» Exercise objective:
Please write out part of the article on managing stress with chronic illness, starting at the words "Easy ways to" and ending after "this stressful time.", keeping every word unchanged.

» Document passage:
Keep calm and carry on.
Easy ways to stay mindful and manage stress when you have a chronic illness.
Life looks pretty different since the COVID-19 pandemic has emerged. With daily routines at a standstill due to social distancing and a constant stream of worrisome news, it’s easy to feel anxious, uncertain and alone. And if you’re living with chronic illness, or caring for somebody who has one, those familiar feelings are likely at an all-time high right now.
But you can learn ways to manage it. Especially if you’re chronically ill, it’s more important than ever to focus on protecting your mental and physical health. Here are some practical ways to cope and stay calm during this stressful time.
- Stay connected (even from afar).
True, we’re social distancing, but that doesn’t mean you can’t connect with others. In fact, it’s essential to your wellbeing to keep the lines of communication open and talk with people you trust about how you’re feeling.1 Thanks to technology, a quick check-in is just a call, text or video chat away. The more you stay in touch with others, the less isolating and scary things will seem.2
- Accept how you’re feeling.

[Point localization data]
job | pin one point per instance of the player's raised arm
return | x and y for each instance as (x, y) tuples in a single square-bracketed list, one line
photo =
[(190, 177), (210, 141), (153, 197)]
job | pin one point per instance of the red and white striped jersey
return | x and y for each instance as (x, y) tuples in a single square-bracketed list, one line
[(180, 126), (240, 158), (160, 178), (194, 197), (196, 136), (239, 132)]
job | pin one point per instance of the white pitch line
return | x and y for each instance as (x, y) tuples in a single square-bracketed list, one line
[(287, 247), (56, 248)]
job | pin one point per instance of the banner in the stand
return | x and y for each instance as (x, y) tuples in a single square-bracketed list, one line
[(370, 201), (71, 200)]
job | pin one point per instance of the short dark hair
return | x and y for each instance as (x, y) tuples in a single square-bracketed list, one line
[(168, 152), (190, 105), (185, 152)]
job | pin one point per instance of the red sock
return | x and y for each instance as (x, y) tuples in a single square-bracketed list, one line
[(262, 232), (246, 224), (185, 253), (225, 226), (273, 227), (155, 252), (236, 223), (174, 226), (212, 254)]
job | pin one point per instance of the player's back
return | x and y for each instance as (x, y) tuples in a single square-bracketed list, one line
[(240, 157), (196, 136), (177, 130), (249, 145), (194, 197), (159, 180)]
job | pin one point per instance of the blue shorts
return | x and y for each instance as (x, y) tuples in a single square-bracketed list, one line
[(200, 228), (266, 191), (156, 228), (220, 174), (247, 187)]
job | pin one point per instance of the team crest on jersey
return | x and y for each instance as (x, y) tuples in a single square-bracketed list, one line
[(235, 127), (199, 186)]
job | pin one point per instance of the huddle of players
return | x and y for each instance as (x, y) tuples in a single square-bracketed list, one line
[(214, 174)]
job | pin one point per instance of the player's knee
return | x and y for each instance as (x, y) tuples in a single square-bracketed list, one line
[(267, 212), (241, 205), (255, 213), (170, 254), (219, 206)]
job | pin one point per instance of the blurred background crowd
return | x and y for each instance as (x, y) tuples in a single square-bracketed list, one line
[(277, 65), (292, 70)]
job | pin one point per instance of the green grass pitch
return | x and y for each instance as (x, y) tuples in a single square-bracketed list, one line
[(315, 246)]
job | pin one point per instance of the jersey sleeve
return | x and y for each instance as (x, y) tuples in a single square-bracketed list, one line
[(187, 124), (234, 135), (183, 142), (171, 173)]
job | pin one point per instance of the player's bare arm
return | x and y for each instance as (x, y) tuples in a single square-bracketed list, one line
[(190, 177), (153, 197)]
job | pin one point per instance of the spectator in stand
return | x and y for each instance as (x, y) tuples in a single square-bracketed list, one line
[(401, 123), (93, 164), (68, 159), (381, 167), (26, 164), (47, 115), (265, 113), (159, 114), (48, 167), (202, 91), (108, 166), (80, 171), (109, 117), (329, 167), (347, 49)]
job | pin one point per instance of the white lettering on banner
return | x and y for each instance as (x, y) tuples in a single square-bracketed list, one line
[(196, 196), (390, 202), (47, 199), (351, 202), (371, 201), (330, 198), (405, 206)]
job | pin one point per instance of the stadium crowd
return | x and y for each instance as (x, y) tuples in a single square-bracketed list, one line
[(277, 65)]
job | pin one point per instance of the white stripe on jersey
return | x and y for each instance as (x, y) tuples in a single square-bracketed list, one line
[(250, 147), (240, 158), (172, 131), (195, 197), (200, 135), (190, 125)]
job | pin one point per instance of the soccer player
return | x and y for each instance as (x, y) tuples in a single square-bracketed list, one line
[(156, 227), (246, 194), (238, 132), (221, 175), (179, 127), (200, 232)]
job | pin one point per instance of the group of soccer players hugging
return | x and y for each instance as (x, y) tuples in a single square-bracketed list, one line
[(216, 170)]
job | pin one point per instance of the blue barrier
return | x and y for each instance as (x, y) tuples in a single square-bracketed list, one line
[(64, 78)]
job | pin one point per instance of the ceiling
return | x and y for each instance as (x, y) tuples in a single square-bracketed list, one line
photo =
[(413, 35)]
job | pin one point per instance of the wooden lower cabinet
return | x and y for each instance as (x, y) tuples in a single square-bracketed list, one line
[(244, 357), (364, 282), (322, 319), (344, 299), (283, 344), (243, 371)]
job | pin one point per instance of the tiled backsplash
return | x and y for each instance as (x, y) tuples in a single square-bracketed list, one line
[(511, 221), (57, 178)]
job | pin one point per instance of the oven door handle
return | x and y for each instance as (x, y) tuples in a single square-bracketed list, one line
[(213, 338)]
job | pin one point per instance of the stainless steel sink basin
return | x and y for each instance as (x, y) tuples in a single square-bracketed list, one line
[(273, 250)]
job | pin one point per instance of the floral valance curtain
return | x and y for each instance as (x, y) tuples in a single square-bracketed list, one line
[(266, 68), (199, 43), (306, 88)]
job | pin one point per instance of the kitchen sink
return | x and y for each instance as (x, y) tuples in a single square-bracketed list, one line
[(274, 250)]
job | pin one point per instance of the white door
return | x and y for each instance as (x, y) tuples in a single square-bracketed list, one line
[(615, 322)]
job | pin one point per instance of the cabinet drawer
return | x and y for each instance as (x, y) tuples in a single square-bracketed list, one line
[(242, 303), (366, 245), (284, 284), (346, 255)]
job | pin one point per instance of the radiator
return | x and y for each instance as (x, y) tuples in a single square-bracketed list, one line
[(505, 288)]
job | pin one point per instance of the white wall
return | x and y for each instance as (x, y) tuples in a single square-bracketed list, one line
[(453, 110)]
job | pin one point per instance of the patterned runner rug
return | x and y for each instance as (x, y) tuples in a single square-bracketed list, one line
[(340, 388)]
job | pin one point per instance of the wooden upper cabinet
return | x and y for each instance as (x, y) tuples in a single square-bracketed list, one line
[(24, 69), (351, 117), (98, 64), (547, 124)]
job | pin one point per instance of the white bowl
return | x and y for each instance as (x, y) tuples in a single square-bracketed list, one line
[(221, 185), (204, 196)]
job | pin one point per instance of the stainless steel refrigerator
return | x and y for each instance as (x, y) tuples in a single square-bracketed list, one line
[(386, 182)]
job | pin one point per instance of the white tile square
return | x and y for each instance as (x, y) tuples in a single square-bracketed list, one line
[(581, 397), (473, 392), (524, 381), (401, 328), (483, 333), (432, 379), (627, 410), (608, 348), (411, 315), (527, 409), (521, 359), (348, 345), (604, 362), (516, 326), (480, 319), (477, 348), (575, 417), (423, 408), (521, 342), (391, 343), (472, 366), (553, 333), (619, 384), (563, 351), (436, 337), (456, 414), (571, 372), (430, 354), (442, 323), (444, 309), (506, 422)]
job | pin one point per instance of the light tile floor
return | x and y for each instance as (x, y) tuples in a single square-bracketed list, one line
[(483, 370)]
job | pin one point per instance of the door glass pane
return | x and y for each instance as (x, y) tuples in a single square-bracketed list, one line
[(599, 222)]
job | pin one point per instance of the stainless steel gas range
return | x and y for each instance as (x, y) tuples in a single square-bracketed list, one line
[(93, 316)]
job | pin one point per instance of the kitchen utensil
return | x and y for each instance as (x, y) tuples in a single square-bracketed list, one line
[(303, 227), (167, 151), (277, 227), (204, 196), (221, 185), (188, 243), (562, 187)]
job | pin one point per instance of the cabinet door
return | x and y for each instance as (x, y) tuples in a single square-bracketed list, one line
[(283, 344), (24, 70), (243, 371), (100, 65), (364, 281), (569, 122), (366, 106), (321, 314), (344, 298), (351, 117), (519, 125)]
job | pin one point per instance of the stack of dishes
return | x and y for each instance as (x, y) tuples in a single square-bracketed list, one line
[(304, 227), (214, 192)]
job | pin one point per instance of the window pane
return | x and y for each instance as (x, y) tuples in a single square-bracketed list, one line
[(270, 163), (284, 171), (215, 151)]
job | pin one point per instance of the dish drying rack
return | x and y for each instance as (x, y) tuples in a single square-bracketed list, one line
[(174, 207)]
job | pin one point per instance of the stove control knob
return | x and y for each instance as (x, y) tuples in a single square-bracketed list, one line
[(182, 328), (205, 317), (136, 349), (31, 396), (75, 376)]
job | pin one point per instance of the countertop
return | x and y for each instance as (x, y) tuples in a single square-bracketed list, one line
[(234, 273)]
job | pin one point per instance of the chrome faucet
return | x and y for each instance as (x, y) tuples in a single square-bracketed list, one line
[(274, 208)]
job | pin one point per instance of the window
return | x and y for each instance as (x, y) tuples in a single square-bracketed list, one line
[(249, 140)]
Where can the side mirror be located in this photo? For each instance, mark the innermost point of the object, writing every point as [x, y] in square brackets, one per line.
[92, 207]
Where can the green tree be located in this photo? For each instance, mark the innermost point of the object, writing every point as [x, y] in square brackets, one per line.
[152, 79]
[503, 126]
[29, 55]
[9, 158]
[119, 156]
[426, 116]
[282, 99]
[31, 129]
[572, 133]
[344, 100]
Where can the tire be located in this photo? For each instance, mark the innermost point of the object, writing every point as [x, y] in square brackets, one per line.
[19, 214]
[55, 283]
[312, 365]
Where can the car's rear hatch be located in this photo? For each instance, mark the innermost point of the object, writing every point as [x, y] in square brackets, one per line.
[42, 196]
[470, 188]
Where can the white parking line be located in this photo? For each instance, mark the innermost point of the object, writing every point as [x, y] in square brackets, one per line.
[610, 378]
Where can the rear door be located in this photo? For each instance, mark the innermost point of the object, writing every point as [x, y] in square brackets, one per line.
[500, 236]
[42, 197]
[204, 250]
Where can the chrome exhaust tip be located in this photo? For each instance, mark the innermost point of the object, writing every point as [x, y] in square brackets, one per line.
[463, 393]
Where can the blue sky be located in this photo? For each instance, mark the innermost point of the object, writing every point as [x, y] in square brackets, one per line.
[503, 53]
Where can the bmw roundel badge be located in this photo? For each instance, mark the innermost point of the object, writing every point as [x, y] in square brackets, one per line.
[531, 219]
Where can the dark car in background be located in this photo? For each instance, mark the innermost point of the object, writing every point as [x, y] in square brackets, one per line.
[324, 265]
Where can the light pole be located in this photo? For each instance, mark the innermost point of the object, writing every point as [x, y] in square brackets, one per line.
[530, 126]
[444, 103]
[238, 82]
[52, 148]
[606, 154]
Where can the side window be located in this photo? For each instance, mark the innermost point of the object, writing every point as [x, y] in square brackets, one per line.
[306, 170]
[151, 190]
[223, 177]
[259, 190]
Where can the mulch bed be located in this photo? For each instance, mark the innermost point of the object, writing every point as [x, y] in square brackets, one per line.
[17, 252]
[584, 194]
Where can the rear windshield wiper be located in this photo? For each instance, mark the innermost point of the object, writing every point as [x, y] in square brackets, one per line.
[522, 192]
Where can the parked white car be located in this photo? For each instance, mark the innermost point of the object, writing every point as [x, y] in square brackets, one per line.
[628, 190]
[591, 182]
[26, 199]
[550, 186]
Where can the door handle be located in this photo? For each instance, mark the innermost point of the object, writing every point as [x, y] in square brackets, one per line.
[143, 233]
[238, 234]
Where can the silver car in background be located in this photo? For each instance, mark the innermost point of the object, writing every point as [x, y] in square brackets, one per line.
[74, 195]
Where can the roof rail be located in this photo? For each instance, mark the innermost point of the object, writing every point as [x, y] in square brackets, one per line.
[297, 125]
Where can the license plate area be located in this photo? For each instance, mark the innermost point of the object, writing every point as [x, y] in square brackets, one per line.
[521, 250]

» Written answer:
Easy ways to stay mindful and manage stress when you have a chronic illness.
Life looks pretty different since the COVID-19 pandemic has emerged. With daily routines at a standstill due to social distancing and a constant stream of worrisome news, it’s easy to feel anxious, uncertain and alone. And if you’re living with chronic illness, or caring for somebody who has one, those familiar feelings are likely at an all-time high right now.
But you can learn ways to manage it. Especially if you’re chronically ill, it’s more important than ever to focus on protecting your mental and physical health. Here are some practical ways to cope and stay calm during this stressful time.